▶ [ARTICLE]:
__________

Any two positive numbers added together will be a bigger number. So, you could say:

x + y = z

Where x, y and z are all positive numbers. So, (where (r) means reccuring)

4.999 (r) + y = 5

So, it means 4.999 (r) plus what makes five? Logicaly the answer is 0.000 (r) 1, ie. an infinate number of zeros, then a one. It theoretacly proves that infinity is not truly infinate, but rather an incomprehendably titanicaly mind-bendingly huge number. Thus, assuming the number was a million (which is just a stupid example for illustrative purposes), numbers would count upwards thus:

999,998 999,999 1,000,000 -1,000,000 -999,999 -999,998... etc.

Meaning the flat graph sine, cosine and tangent graphs are drawn on are acualy spheres, and so the tangent graph is one continuous line. The only problem is, ten billion trillion raised to the power ten billion trillion doesn't even begin to get anywhere near a quintillionth of a percent of this number. It's very, very big.

1) 0.000 (r) 1 does not exist. 0.000 (r) means that the row of numbers behind the decimal point is (n-th number behind the point): 0 for every n>0, and the limit of the row n -> infinity = 0. No room is left after this since the limit to infinity is 0.

2) Even if we allowed 0.000(r) 1 to exist, 4.999 (r) would still equal 5. since x and y have to be > 0 for z to be > x and > y.
0.000 (r) 1 would have to be the limit of 1/10^n, since every finite approximation is of the form 1/10^n, and the approximation is best if n is bigger.

__________

▶ [RECORD EXTRACTS]:
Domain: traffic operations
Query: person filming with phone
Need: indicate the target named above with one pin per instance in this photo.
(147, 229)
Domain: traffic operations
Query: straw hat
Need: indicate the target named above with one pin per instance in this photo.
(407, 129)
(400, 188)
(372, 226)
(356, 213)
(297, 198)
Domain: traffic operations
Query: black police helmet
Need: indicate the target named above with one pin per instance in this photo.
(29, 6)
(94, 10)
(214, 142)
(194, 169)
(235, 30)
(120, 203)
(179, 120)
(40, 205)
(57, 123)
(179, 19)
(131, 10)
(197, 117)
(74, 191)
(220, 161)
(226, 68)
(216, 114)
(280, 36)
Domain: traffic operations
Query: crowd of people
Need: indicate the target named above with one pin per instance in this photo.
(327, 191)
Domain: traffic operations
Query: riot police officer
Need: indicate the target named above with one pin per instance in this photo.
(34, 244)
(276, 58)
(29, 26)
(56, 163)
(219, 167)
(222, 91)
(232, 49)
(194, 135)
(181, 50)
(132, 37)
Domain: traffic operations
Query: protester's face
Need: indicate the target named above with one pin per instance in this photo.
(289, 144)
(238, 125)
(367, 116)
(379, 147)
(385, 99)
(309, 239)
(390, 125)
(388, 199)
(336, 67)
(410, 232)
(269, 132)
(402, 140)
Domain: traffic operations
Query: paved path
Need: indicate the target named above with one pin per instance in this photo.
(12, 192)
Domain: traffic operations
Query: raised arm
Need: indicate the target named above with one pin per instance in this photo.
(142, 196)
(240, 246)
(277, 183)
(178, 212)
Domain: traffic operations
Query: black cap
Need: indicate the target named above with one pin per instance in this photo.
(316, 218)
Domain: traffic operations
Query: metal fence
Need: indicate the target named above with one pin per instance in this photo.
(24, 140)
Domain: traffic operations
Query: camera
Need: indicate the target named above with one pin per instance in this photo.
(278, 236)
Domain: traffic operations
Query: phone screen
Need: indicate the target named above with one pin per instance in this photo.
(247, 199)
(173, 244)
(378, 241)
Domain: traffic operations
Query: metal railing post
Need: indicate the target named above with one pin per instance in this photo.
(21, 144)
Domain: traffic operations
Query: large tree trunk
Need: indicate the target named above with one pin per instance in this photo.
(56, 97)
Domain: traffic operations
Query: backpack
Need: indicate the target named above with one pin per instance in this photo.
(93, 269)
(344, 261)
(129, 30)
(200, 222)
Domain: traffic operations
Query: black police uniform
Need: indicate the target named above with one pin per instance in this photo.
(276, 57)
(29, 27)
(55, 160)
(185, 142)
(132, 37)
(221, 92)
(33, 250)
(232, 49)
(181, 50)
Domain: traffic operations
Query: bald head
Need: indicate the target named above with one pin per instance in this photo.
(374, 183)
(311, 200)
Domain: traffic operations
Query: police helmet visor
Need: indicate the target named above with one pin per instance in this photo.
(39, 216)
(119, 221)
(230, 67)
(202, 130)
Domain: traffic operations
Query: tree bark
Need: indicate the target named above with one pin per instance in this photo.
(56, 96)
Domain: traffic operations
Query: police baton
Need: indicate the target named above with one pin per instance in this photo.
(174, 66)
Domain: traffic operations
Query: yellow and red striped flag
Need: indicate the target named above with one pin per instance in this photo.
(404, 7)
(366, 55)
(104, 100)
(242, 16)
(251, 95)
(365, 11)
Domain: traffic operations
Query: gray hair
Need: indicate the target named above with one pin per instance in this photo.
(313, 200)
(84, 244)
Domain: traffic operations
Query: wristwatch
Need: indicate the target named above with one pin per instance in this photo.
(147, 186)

__________

▶ [LIST OF TASKS]:
A: Please repeat the part of the post on recurring decimals that opens with the words containing "999,998 999,999 1,000,000" and closes with "infinity is 0.", swapping "tangent" for "secant" throughout.
B: Copy out each line of the records that contains the string "helmet", with case counting.

▶ [ANSWERS PER TASK]:
A:
999,998 999,999 1,000,000 -1,000,000 -999,999 -999,998... etc.

Meaning the flat graph sine, cosine and secant graphs are drawn on are acualy spheres, and so the secant graph is one continuous line. The only problem is, ten billion trillion raised to the power ten billion trillion doesn't even begin to get anywhere near a quintillionth of a percent of this number. It's very, very big.

1) 0.000 (r) 1 does not exist. 0.000 (r) means that the row of numbers behind the decimal point is (n-th number behind the point): 0 for every n>0, and the limit of the row n -> infinity = 0. No room is left after this since the limit to infinity is 0.

B:
Query: black police helmet
Query: police helmet visor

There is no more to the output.